• EXERCISE OBJECTIVE
In the printhead text below, list every transducer type named as one of the "other examples" that each drop generator can employ.

:: SOURCE TEXT ::

FIG. 2 is a schematic block diagram of an embodiment of a drop
generator that can be employed in the drop emitting apparatus of
FIG. 1.
FIG. 3 is a schematic elevational view of an embodiment of an ink
jet printhead assembly.
FIG. 4 is a schematic plan view of an embodiment of a thin film
interconnect circuit of the ink jet printhead assembly of FIG.
3.
FIG. 5 is a schematic elevational sectional view of a portion of
another embodiment of a thin film interconnect circuit of the ink
jet printhead assembly.
FIG. 6 is a schematic elevational sectional view of a portion of a
further embodiment of a thin film interconnect circuit of the ink
jet printhead assembly.
FIG. 7 is a schematic elevational sectional view of a portion of
another embodiment of a thin film interconnect circuit of the ink
jet printhead assembly.
DETAILED DESCRIPTION OF THE DISCLOSURE
FIG. 1 is a schematic block diagram of an embodiment of a
drop-on-demand printing apparatus that includes a controller 10 and
a printhead assembly 20 that can include a plurality of drop
emitting drop generators. The controller 10 selectively energizes
the drop generators by providing a respective drive signal to each
drop generator. Each of the drop generators can employ a
piezoelectric transducer such as a ceramic piezoelectric
transducer. As other examples, each of the drop generators can
employ a shear-mode transducer, an annular constrictive transducer,
an electrostrictive transducer, an electromagnetic transducer, or a
magnetorestrictive transducer. The printhead assembly 20 can be
formed of a stack of laminated sheets or plates, such as of
stainless steel.
FIG. 2 is a schematic block diagram of an embodiment of a drop
generator 30 that can be employed in the printhead assembly 20 of
the printing apparatus shown in FIG. 1. The drop generator 30
includes an inlet channel 31 that receives ink 33 from a manifold,
reservoir or other ink containing structure. The ink 33 flows into
a pressure or pump chamber 35 that is bounded on one side, for
example, by a flexible diaphragm 37. A thin-film interconnect
structure 38 is attached to the flexible diaphragm, for example so
as to overlie the pressure chamber 35. An electromechanical
transducer 39 is attached to the thin film interconnect structure
38. The electromechanical transducer 39 can be a piezoelectric
transducer that includes a piezo element 41 disposed for example
between electrodes 42 and 43 that receive drop firing and
non-firing signals from the controller 10 via the thin-film
interconnect structure 38, for example. The electrode 43 is
connected to ground in common with the controller 10, while the
electrode 42 is actively driven to actuate the electromechanical
transducer 41 through the interconnect structure 38. Actuation of
the electromechanical transducer 39 causes ink to flow from the
pressure chamber 35 to a drop forming outlet channel 45, from which
an ink drop 49 is emitted toward a receiver medium 48 that can be a
transfer surface, for example. The outlet channel 45 can include a
nozzle or orifice 47.
The ink 33 can be melted or phase changed solid ink, and the
electromechanical transducer 39 can be a piezoelectric transducer
that is operated in a bending mode, for example.

:::
:: ENTRIES SUPPLIED ::

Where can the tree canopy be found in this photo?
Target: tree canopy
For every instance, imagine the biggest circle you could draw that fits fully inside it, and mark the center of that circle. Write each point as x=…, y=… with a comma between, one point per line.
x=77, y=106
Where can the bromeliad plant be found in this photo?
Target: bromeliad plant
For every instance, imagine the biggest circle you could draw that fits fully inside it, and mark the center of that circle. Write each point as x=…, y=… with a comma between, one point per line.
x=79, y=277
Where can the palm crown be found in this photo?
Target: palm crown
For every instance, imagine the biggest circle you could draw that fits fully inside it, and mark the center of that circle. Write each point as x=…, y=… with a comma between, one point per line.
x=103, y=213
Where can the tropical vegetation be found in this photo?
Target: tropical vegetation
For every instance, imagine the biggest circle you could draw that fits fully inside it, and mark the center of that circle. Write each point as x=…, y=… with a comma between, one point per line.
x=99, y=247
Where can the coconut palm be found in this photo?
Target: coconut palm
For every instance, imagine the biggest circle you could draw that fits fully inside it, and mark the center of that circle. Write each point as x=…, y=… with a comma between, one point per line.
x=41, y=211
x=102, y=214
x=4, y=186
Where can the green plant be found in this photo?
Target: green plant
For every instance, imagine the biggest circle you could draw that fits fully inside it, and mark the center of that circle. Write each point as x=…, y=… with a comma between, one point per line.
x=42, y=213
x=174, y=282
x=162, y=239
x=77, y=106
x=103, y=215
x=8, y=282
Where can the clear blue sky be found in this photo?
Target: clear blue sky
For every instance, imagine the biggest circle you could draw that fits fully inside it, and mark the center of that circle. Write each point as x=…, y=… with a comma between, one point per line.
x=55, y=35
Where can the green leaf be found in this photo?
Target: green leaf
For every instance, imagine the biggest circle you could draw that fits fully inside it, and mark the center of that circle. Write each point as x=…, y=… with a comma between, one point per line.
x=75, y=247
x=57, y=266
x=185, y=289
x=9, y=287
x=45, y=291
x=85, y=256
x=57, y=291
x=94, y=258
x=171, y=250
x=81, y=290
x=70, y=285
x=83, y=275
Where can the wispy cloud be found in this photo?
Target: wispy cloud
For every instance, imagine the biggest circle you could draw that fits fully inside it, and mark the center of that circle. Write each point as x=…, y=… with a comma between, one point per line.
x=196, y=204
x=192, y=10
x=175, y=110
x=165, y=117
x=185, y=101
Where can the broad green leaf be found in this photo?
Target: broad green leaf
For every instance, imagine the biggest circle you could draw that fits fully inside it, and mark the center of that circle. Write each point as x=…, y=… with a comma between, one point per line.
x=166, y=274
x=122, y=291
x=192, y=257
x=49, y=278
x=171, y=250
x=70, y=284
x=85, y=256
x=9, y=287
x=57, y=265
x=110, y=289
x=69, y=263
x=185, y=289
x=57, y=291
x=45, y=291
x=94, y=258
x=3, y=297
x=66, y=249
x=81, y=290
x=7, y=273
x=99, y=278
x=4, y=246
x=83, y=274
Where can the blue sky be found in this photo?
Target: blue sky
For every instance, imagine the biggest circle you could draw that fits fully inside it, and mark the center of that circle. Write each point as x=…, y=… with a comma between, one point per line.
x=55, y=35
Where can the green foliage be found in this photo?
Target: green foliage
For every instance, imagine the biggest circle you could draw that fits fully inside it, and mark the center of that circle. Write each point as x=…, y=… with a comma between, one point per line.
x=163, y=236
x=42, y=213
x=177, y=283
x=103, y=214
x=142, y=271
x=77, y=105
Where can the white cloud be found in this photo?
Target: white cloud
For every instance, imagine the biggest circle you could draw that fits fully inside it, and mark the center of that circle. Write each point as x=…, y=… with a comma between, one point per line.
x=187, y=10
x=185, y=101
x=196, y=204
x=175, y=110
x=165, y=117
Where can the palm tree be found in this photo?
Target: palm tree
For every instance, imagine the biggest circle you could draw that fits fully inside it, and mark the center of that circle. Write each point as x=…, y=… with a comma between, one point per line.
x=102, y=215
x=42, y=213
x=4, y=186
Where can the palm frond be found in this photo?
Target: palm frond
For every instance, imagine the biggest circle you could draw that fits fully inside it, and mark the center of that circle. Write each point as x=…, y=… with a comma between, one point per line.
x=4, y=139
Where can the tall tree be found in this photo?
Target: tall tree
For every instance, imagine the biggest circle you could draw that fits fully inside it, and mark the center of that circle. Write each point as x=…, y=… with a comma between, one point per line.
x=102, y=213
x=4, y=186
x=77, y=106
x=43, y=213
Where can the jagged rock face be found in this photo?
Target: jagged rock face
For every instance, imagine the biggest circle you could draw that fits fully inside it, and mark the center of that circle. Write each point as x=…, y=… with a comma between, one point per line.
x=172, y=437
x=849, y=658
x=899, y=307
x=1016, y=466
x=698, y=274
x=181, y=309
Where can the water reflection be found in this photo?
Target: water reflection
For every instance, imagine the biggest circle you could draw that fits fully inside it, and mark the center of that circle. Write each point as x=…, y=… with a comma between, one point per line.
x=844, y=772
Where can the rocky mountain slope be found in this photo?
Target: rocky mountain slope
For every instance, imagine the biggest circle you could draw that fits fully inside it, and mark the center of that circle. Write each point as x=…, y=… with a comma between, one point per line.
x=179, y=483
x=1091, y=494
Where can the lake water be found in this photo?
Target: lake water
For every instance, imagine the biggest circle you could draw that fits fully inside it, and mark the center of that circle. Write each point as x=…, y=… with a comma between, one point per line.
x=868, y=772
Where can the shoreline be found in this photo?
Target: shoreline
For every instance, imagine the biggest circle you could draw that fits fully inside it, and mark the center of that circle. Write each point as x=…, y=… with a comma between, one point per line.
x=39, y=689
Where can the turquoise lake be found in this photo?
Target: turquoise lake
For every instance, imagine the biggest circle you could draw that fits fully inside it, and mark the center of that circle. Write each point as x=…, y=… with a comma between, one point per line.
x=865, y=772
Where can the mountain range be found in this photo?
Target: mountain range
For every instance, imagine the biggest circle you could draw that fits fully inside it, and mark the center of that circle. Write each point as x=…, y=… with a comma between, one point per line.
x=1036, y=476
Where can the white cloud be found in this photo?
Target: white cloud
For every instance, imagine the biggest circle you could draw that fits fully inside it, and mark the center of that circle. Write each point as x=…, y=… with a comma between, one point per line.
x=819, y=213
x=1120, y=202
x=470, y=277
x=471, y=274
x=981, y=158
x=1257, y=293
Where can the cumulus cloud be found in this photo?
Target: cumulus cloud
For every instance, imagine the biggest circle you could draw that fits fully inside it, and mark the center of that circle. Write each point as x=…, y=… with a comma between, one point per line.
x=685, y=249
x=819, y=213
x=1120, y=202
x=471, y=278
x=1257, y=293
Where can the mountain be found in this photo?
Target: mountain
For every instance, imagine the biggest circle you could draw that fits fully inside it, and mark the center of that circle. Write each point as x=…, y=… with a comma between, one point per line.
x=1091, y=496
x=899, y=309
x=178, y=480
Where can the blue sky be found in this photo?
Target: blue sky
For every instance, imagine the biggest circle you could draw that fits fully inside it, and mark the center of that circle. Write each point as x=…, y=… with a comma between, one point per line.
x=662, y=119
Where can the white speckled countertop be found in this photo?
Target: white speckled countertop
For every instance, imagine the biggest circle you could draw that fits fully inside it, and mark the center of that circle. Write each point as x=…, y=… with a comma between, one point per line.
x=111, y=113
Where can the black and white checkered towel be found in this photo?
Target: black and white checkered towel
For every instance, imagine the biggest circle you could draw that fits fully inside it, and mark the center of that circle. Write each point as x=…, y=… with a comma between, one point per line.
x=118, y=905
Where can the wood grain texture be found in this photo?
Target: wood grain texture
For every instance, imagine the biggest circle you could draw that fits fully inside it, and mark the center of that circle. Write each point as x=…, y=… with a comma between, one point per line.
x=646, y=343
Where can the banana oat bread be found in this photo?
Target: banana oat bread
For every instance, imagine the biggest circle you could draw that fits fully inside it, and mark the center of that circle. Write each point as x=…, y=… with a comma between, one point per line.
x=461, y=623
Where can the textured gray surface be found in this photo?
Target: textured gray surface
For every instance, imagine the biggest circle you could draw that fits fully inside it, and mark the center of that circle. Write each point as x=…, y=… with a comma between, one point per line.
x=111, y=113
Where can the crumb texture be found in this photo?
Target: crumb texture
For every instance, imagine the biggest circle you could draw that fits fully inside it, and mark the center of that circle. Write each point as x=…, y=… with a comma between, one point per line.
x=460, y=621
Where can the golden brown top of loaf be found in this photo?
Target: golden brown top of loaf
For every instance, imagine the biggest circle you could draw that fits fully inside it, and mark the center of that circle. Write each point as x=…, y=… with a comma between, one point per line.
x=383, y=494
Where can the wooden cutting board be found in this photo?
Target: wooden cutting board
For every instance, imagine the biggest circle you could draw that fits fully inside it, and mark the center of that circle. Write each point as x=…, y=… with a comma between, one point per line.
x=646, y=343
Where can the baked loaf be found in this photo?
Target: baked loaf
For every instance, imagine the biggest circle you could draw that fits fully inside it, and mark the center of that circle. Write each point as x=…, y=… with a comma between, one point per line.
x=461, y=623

:::

• EXERCISE RESULT
- Shear-mode transducer
- Annular constrictive transducer
- Electrostrictive transducer
- Electromagnetic transducer
- Magnetorestrictive transducer